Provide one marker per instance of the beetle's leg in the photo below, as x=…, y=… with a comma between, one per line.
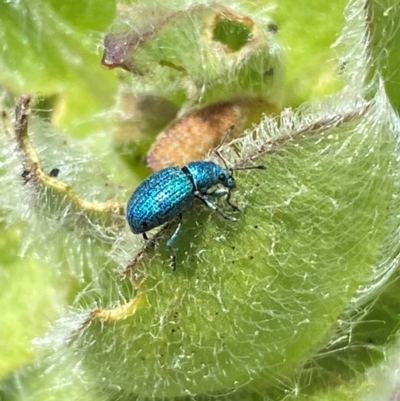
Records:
x=171, y=242
x=228, y=201
x=219, y=192
x=209, y=203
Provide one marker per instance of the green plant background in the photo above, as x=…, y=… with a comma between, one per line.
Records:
x=54, y=52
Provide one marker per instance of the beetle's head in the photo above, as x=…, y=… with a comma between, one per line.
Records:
x=225, y=177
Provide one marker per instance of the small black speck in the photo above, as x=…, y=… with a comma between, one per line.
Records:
x=25, y=173
x=54, y=172
x=273, y=28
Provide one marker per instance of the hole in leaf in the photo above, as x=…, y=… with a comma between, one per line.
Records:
x=232, y=33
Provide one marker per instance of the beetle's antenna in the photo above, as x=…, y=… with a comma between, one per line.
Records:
x=218, y=153
x=216, y=150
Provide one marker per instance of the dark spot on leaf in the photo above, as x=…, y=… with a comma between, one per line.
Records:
x=54, y=172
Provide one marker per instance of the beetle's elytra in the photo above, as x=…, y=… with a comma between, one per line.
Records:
x=168, y=193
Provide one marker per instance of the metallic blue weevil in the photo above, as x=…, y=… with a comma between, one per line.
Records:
x=168, y=193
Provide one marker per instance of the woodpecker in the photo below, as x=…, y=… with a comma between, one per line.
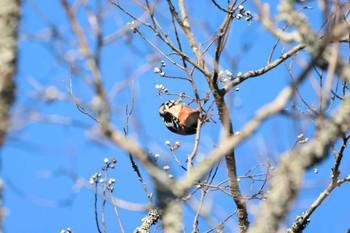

◆ ◆ ◆ ◆ ◆ ◆ ◆

The reply should consist of a single number: how many lines in the listing contain the word "leaf".

Solution below: 2